Do this - Starting at the line that contains "Locate every instance of the glossy" and continuing through the end of the entries, rewrite every line, including each request, and scale the coordinates in the answers by 1.9, rounding to whole numbers with halves going up. Leave the numbers in the requests and their sample formats unchanged, and reproduce only this span.

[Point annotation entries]

----

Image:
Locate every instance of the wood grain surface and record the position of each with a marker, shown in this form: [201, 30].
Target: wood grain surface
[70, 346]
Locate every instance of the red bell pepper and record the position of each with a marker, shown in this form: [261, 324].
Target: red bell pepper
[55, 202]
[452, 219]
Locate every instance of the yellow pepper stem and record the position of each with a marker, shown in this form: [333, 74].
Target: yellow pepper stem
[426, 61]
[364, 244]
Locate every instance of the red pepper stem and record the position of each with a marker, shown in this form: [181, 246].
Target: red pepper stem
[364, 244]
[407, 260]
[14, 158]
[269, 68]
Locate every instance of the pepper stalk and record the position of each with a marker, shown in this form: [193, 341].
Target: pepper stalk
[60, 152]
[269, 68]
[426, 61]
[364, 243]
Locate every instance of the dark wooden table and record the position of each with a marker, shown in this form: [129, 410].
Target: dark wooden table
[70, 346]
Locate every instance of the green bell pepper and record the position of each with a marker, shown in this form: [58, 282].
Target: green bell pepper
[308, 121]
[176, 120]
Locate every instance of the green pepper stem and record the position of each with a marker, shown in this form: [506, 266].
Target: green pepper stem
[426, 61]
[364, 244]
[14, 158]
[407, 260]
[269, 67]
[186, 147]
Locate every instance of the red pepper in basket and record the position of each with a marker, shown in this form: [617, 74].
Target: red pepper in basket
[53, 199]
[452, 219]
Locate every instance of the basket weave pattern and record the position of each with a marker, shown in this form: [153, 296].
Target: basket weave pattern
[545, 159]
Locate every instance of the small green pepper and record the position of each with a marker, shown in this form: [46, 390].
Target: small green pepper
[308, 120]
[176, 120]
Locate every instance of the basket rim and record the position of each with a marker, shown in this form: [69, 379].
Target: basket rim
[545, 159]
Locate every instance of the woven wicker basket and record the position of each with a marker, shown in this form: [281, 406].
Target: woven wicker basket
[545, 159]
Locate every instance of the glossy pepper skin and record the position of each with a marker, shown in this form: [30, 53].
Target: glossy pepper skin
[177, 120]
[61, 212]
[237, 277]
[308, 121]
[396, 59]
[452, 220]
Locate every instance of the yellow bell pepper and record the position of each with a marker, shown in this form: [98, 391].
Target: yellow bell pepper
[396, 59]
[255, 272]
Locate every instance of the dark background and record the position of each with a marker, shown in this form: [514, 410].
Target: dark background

----

Answer to this problem -
Locate every instance of the glossy pepper skin and record the position of each with a marker, shown in this form: [30, 53].
Target: glossy pepper skin
[336, 228]
[116, 403]
[450, 526]
[585, 230]
[752, 112]
[859, 418]
Locate every instance of the yellow bell pepper and record the position of each with a marker, shown in this form: [98, 391].
Target: yellow bell pepper
[752, 112]
[485, 517]
Locate every instance of the dark background and record the position of each with a marker, shown in this form: [514, 410].
Target: dark background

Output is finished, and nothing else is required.